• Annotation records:
— Begin —
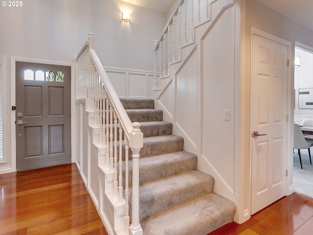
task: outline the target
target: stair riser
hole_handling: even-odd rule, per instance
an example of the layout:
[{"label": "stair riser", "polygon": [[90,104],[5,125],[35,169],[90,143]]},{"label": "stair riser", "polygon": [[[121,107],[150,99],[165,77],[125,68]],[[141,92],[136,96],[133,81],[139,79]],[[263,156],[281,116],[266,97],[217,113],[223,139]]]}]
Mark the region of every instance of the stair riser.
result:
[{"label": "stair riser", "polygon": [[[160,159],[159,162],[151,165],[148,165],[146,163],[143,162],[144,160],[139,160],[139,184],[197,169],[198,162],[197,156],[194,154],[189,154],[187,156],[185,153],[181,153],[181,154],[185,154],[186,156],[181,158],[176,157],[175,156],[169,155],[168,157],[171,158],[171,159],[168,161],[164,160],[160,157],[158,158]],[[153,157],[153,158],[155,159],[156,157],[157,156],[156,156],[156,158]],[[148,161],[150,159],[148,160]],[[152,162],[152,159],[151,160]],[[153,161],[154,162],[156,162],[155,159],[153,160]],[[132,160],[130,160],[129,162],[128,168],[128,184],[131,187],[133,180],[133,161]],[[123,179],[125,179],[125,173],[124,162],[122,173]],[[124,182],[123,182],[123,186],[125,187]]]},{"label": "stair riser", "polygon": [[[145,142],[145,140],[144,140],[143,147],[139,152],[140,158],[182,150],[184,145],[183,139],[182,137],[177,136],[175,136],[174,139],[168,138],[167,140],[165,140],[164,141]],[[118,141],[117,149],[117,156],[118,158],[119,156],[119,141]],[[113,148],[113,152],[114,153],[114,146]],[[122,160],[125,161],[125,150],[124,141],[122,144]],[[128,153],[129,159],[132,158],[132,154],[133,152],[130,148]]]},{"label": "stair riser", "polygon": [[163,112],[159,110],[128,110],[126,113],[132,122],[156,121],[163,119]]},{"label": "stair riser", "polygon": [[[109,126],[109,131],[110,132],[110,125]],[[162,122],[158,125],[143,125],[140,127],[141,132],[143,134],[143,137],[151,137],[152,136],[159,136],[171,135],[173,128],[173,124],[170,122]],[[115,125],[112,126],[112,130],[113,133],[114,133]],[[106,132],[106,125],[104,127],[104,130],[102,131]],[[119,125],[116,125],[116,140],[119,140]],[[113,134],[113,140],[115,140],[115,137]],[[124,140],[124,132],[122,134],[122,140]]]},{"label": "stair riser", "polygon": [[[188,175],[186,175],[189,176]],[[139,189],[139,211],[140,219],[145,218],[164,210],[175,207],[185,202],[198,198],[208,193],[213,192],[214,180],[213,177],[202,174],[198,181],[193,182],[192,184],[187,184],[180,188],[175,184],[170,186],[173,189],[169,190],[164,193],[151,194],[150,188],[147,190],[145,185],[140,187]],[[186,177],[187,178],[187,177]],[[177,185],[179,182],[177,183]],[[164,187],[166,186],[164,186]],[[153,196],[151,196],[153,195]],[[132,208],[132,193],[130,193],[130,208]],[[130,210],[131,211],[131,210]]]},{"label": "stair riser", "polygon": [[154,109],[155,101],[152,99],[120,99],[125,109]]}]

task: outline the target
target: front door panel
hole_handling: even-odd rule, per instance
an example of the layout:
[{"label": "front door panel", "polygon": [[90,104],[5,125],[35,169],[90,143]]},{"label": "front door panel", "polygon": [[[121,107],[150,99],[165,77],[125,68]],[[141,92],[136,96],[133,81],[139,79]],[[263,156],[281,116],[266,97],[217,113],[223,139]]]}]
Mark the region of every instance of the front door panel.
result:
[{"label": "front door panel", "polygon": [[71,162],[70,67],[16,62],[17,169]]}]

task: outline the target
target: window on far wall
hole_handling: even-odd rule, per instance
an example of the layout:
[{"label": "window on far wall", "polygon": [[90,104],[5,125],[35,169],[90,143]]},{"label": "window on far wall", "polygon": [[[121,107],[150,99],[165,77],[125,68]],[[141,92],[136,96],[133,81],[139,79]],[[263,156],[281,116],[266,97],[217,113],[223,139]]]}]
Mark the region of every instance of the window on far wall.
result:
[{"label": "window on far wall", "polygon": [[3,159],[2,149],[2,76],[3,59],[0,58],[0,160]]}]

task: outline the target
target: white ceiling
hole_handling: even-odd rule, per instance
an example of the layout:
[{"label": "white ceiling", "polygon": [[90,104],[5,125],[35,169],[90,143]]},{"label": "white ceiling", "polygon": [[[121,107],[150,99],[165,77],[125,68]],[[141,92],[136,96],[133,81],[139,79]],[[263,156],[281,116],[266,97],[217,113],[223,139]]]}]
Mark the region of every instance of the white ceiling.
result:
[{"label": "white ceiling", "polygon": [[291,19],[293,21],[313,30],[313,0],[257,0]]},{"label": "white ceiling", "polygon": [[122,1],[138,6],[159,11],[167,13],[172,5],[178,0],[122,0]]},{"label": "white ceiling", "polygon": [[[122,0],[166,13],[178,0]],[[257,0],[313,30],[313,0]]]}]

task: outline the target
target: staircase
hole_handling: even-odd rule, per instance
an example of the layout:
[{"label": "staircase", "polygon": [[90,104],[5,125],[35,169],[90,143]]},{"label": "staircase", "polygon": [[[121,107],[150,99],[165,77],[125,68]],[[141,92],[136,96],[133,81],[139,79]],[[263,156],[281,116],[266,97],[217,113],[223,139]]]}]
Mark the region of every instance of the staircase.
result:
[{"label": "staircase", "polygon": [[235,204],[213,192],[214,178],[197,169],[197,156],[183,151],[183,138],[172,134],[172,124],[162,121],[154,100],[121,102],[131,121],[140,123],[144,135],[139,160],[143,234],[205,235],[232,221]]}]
— End —
• What is being asked: Please state how many lines of the records above contain the string "every", counting only matches with the same case. Reply with the number alone.

• In response: 5